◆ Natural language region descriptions
┌──

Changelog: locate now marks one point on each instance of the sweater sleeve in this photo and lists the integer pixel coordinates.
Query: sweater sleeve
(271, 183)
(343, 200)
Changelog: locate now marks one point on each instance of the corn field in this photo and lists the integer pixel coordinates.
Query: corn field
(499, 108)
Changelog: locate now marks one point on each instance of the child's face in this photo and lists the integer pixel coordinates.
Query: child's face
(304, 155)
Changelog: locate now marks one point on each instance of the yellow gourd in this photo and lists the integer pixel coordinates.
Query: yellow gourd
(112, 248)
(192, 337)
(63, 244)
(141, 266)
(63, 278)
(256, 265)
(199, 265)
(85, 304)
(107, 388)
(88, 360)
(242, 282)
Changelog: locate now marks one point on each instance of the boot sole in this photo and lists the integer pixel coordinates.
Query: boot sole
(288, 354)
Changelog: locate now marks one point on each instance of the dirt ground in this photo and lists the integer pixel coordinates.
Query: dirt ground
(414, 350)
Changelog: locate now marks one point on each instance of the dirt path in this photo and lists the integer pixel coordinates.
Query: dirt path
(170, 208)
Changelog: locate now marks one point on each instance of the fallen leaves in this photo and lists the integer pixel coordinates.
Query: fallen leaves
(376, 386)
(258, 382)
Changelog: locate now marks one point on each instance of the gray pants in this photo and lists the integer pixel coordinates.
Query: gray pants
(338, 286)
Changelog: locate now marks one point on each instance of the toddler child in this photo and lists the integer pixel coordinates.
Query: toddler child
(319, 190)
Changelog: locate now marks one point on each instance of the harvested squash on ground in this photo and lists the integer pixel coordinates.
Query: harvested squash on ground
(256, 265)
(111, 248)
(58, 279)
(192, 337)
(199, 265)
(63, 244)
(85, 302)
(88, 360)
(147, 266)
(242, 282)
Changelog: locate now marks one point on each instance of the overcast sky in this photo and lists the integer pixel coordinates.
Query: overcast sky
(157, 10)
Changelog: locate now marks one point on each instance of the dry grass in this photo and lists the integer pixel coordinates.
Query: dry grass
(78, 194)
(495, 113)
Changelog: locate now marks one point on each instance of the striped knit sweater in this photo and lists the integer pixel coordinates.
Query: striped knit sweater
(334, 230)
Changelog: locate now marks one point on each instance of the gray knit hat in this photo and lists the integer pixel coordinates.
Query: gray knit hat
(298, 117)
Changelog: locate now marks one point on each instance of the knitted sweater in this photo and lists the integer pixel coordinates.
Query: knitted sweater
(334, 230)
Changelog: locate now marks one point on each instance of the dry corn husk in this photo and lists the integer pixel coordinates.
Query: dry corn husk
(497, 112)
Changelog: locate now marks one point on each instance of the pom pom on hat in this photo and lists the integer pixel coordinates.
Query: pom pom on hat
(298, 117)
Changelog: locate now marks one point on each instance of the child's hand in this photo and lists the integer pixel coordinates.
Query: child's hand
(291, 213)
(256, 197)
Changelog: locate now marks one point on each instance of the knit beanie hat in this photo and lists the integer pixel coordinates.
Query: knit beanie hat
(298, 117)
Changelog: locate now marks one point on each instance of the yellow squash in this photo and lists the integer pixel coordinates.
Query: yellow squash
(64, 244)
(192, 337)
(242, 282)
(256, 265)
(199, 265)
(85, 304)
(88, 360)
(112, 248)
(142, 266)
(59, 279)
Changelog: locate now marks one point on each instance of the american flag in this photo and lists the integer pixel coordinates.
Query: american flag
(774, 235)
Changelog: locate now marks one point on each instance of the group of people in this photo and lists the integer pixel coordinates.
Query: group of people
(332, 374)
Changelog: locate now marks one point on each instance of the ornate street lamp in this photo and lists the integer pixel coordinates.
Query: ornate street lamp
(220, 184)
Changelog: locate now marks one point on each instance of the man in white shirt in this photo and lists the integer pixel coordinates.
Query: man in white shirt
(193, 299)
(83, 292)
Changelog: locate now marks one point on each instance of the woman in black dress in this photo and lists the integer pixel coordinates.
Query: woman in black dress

└──

◆ Exercise instructions
The full data, repeated exactly, is the only acceptable output.

◆ Result
Changelog: locate now marks one point on each instance of the sweater sleeve in this photo and lists the integer pixel coordinates.
Query: sweater sleeve
(271, 183)
(343, 200)
Changelog: locate now marks one point on each instance of the corn field in this photo and lists the integer pixel coordinates.
Query: corn field
(499, 108)
Changelog: locate now marks one point on each instance of the child's face in this photo and lists the integer pixel coordinates.
Query: child's face
(304, 155)
Changelog: locate now marks one point on each instance of the yellow gourd in this photo and lists the integer pixel coordinates.
Query: yellow gourd
(112, 248)
(192, 337)
(63, 244)
(141, 266)
(63, 278)
(256, 265)
(199, 265)
(85, 304)
(107, 388)
(88, 360)
(242, 282)
Changelog: locate now marks one point on each instance of the boot sole in this photo and lists the integer pixel coordinates.
Query: boot sole
(288, 354)
Changelog: locate now marks one point on each instance of the dirt ground in this photo and lists the integer pixel coordinates.
Query: dirt ground
(414, 350)
Changelog: locate now marks one point on each instance of the dirt path in this photo and lists the integer pixel coordinates.
Query: dirt path
(170, 208)
Changelog: locate now marks one point on each instance of the fallen leaves in this photo and lists the integer pixel coordinates.
Query: fallen leaves
(376, 386)
(258, 382)
Changelog: locate now marks one point on each instance of the gray pants in this photo and lists the integer pixel coordinates.
Query: gray pants
(338, 286)
Changelog: locate now marks one point on each instance of the toddler child in this photo and lists the integer pixel coordinates.
Query: toddler child
(319, 190)
Changelog: locate now marks one point on each instance of the harvested squash on ground in this photo and lists the integer pixel coordinates.
Query: harvested squash on ground
(256, 265)
(111, 248)
(58, 279)
(192, 337)
(199, 265)
(63, 244)
(85, 302)
(88, 360)
(147, 266)
(242, 282)
Changelog: locate now marks one point on each instance of the overcast sky in this photo and lists the integer pixel coordinates.
Query: overcast sky
(157, 10)
Changelog: locate now marks one point on each instance of the dry grass in this photo and lists the integer pixel coordinates.
Query: dry grass
(78, 194)
(495, 113)
Changelog: locate now marks one point on each instance of the striped knit sweater in this photo and lists the integer pixel coordinates.
Query: striped knit sweater
(334, 230)
Changelog: locate now marks one point on each instance of the gray knit hat in this photo and lists the integer pixel coordinates.
Query: gray knit hat
(298, 117)
Changelog: locate now marks one point on each instance of the knitted sweater in this photo and lists the integer pixel coordinates.
Query: knitted sweater
(334, 230)
Changelog: locate now marks one point on each instance of the dry corn husk in this photo and lists the integer pixel coordinates.
Query: dry corn husk
(497, 112)
Changelog: locate now marks one point on each instance of the pom pom on hat in this photo and lists the integer pixel coordinates.
Query: pom pom on hat
(298, 117)
Changelog: locate now marks one point on each instance of the child's hand in this photo and lists the integer pixel coordinates.
Query: child's hand
(291, 213)
(256, 197)
Changelog: locate now marks one point on each instance of the knit beanie hat in this photo and lists the integer pixel coordinates.
Query: knit beanie hat
(298, 117)
Changelog: locate now marks one point on each instance of the yellow squash in this photo and lists the integer pixel coordinates.
Query: yellow squash
(64, 244)
(192, 337)
(242, 282)
(256, 265)
(199, 265)
(85, 304)
(88, 360)
(112, 248)
(142, 266)
(59, 279)
Changelog: locate now marks one point on each instance of the american flag in this photo and lists the integer pixel coordinates.
Query: american flag
(774, 235)
Changelog: locate now marks one point on each instance of the group of people in this photo and lists the integer pixel coordinates.
Query: group of people
(332, 374)
Changelog: locate now marks one point on each instance of the ornate street lamp in this photo and lists the integer pixel coordinates.
Query: ornate street lamp
(220, 184)
Changelog: locate now marks one point on each instance of the man in white shirt in this photo and lists the integer pixel coordinates.
Query: man in white shirt
(193, 299)
(83, 292)
Changelog: locate now marks one point on each instance of the woman in black dress in this photo and lists the integer pixel coordinates.
Query: woman in black dress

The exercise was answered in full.